# Start of THE INPUT
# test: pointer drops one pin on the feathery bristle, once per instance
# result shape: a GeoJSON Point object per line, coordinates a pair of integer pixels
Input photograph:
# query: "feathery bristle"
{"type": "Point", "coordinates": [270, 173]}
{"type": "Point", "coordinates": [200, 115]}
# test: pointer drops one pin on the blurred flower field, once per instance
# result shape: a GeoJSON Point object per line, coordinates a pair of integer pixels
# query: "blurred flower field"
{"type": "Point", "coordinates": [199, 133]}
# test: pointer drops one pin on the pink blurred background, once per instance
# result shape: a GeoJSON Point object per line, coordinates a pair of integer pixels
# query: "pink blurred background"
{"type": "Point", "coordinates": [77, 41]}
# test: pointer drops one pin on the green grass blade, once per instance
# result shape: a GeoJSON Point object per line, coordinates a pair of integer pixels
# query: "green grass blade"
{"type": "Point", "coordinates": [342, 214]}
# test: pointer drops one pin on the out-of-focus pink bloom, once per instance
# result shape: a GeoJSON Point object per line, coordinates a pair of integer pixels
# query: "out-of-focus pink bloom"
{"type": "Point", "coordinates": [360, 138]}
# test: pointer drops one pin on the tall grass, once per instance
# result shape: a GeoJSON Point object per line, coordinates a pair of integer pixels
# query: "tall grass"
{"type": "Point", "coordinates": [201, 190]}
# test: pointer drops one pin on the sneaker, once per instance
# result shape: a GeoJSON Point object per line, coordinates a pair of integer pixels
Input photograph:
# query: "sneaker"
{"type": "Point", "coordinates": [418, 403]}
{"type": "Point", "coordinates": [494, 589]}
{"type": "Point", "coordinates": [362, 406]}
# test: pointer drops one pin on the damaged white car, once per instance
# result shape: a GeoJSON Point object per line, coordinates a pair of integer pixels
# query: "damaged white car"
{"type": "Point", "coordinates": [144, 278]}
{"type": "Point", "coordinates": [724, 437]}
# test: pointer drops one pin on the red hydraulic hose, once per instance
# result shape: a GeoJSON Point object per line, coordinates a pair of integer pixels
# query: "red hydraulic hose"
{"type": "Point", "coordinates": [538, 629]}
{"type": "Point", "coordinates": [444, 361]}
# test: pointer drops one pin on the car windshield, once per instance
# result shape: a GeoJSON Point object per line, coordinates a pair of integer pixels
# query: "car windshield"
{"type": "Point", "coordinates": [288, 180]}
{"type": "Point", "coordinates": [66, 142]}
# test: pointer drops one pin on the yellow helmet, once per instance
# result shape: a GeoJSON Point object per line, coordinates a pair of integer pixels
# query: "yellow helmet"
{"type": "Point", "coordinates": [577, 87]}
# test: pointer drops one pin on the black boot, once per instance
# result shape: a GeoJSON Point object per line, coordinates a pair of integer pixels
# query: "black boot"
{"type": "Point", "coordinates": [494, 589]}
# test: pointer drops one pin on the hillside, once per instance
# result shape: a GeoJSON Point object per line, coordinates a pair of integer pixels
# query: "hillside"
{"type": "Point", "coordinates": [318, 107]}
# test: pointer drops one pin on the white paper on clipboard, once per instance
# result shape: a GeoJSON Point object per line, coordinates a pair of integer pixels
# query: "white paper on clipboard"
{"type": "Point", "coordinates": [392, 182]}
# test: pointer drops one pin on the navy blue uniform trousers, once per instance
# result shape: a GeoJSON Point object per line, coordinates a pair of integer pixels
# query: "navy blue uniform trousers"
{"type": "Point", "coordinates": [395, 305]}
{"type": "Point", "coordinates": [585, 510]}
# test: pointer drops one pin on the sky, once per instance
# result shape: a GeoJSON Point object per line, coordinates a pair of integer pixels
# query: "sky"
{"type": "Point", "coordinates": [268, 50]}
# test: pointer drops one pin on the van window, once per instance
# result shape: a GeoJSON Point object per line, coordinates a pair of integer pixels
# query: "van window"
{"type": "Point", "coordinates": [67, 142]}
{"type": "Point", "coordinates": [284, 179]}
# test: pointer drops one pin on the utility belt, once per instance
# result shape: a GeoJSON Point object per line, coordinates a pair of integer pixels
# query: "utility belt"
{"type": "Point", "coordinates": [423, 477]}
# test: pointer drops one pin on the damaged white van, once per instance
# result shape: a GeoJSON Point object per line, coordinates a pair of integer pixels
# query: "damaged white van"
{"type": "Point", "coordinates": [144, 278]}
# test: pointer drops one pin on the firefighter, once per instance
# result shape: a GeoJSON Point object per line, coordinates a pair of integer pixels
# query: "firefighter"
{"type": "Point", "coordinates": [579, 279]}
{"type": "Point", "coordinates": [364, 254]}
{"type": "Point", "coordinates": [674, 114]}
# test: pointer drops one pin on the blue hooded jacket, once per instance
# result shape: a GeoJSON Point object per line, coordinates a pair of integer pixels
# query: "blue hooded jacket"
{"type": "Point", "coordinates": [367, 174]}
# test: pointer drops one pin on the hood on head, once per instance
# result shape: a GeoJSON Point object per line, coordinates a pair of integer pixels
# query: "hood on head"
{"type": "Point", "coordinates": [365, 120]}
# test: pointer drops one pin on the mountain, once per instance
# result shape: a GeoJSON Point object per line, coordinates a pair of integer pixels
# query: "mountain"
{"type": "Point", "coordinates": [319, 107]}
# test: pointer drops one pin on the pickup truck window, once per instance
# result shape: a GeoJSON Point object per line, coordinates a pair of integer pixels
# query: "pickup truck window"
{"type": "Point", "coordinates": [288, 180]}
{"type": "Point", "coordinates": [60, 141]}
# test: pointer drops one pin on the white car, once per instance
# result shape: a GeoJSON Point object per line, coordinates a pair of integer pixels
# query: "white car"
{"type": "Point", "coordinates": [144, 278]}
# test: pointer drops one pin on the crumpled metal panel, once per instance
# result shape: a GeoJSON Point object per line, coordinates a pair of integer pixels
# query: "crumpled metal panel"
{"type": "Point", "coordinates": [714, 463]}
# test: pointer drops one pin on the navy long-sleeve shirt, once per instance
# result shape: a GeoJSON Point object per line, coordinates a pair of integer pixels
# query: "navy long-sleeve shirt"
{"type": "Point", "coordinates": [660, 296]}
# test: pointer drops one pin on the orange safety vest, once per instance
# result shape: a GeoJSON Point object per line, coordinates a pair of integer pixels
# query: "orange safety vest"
# End of THE INPUT
■ **TASK OBJECTIVE**:
For this exercise, please retype exactly the lines in the listing from the line with "# test: pointer drops one pin on the hood" through its last line, both ends included.

■ **RESPONSE TO THIS TASK**:
# test: pointer drops one pin on the hood on head, once per instance
# result shape: a GeoJSON Point object per line, coordinates a pair of integer pixels
# query: "hood on head"
{"type": "Point", "coordinates": [365, 120]}
# test: pointer drops one pin on the mountain, once per instance
# result shape: a GeoJSON Point object per line, coordinates a pair of integer pixels
# query: "mountain"
{"type": "Point", "coordinates": [319, 107]}
# test: pointer drops one pin on the pickup truck window, once per instance
# result shape: a GeoJSON Point object per line, coordinates a pair of integer pixels
# query: "pickup truck window"
{"type": "Point", "coordinates": [288, 180]}
{"type": "Point", "coordinates": [60, 141]}
# test: pointer drops one pin on the white car, once per instance
# result shape: a GeoJSON Point object per line, coordinates a pair of integer pixels
# query: "white car"
{"type": "Point", "coordinates": [144, 278]}
# test: pointer drops one pin on the crumpled metal panel, once per instance
# result shape: a GeoJSON Point object per line, coordinates a pair of integer pixels
# query: "crumpled metal panel"
{"type": "Point", "coordinates": [714, 463]}
# test: pointer drops one pin on the navy long-sleeve shirt, once per instance
# result shape: a GeoJSON Point object per line, coordinates a pair of integer pixels
# query: "navy long-sleeve shirt"
{"type": "Point", "coordinates": [660, 296]}
# test: pointer drops one pin on the orange safety vest, once per instance
# result shape: a GeoJSON Point object per line, coordinates a pair of integer pixels
# query: "orange safety vest"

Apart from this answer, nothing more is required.